**Exercise**
Every line below that contains "post" is to be copied.

Dataset excerpts:
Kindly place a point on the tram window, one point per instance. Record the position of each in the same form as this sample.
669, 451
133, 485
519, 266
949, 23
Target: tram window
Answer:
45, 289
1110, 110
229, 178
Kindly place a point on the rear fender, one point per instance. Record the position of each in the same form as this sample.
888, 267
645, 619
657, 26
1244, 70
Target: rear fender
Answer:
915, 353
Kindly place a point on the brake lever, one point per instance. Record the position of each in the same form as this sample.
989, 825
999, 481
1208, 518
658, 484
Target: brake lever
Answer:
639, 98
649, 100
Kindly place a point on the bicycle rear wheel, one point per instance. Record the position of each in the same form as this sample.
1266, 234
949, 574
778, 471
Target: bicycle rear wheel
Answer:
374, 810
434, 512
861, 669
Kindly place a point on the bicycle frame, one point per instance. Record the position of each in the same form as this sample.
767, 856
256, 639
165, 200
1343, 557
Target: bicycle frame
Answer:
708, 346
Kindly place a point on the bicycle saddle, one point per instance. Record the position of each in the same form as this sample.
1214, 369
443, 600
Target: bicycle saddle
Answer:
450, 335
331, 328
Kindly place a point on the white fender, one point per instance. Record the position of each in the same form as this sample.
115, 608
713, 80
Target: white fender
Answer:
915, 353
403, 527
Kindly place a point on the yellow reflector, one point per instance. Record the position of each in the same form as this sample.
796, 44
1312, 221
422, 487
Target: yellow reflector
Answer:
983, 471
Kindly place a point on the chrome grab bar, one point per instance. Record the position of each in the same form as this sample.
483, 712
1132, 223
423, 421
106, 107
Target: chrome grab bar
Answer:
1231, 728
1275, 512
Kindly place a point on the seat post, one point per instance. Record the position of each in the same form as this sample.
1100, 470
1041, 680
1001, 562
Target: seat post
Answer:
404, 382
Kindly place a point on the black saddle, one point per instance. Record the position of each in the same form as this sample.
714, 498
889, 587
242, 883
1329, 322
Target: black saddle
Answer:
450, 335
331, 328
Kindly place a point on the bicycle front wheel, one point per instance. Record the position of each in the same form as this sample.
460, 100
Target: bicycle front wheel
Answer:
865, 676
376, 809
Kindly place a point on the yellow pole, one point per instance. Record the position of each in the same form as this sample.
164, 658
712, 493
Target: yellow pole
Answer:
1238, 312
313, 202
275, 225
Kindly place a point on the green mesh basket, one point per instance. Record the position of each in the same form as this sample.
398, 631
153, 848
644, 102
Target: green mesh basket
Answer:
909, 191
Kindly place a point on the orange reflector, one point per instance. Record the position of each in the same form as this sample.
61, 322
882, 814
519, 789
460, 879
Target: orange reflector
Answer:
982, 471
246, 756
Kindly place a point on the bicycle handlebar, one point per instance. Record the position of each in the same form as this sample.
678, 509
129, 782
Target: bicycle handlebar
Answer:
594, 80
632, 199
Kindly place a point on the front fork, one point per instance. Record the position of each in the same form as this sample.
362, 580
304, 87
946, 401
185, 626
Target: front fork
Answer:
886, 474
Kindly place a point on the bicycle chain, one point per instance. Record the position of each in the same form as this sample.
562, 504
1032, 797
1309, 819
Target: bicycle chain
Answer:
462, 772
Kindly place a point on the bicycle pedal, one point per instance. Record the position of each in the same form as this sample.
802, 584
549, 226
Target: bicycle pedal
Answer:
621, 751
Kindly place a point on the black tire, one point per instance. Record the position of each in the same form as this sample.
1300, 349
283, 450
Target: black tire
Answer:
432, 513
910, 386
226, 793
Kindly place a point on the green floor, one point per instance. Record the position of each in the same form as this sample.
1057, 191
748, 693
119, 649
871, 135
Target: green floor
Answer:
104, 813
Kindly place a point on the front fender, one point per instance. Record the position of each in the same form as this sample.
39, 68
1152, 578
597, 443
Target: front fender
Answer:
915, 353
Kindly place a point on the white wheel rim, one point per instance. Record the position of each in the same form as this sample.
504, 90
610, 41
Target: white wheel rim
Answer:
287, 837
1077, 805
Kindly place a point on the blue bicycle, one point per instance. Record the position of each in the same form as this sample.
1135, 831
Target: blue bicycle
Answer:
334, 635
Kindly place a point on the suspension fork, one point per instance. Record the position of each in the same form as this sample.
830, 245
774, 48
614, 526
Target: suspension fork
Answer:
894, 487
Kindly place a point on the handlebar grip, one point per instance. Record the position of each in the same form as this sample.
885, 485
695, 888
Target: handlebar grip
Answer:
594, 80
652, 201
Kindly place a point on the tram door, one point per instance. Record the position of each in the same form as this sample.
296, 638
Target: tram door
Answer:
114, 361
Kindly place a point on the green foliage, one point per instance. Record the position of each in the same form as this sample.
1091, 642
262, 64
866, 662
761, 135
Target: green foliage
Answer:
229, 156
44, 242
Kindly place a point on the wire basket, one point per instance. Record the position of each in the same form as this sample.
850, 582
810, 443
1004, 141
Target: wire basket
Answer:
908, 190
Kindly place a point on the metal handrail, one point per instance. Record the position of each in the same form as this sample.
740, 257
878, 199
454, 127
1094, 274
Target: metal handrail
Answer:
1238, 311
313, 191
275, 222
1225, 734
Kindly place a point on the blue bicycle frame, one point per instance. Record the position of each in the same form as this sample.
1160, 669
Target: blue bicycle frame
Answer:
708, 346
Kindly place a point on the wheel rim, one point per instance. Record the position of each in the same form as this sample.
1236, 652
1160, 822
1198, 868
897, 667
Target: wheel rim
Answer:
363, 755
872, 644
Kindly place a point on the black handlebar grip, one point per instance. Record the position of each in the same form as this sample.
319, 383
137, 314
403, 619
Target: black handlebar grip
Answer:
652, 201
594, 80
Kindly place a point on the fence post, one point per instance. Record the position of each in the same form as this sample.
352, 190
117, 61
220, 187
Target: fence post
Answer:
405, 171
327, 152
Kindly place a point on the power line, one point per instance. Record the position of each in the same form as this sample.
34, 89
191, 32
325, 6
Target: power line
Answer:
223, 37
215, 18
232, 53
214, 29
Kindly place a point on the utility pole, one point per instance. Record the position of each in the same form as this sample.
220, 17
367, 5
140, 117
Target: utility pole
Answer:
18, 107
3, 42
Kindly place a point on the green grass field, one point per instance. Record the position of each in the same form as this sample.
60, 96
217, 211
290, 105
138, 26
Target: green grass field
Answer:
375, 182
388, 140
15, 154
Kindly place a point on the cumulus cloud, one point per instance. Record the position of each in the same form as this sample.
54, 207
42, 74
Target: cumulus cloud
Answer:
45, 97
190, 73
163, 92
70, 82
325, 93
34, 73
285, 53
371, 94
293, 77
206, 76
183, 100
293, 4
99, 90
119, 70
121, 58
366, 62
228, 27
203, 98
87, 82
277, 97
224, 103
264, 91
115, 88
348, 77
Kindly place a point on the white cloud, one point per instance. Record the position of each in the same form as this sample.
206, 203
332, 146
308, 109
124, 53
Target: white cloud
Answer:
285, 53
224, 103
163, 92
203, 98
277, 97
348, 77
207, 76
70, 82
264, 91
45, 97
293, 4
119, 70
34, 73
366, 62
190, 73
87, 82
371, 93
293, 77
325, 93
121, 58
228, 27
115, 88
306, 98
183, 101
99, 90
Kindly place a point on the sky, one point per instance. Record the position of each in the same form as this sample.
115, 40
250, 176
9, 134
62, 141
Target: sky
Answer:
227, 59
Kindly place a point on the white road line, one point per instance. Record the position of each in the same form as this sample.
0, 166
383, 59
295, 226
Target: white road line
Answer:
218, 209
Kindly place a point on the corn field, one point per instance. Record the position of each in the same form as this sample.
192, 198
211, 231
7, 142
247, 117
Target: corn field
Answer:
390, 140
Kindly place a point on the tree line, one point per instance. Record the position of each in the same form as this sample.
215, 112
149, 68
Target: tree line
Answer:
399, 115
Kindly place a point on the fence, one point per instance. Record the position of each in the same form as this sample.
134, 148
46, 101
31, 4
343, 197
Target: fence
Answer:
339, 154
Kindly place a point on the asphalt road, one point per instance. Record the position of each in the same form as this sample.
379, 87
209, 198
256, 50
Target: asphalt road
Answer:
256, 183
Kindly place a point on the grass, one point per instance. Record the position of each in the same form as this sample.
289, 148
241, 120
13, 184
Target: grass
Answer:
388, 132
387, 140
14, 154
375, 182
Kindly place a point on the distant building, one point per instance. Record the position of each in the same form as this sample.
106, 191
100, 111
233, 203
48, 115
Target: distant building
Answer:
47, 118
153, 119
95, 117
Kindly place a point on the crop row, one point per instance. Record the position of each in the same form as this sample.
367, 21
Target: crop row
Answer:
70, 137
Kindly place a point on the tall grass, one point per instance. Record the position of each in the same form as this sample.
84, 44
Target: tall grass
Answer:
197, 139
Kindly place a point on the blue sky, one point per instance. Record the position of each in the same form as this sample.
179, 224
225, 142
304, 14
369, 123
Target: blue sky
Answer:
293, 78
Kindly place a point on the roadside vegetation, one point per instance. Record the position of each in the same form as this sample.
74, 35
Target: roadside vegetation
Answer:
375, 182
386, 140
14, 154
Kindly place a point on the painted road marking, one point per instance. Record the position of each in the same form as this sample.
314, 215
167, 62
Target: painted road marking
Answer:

**Task answer**
Kindly place a point on the seat post, one point per instance. Record the position of each in the same form as this sample.
Target: seat post
Kindly place a point on the fence post, one point per instance. Record the position of each in the same form as this sample.
Target: fence post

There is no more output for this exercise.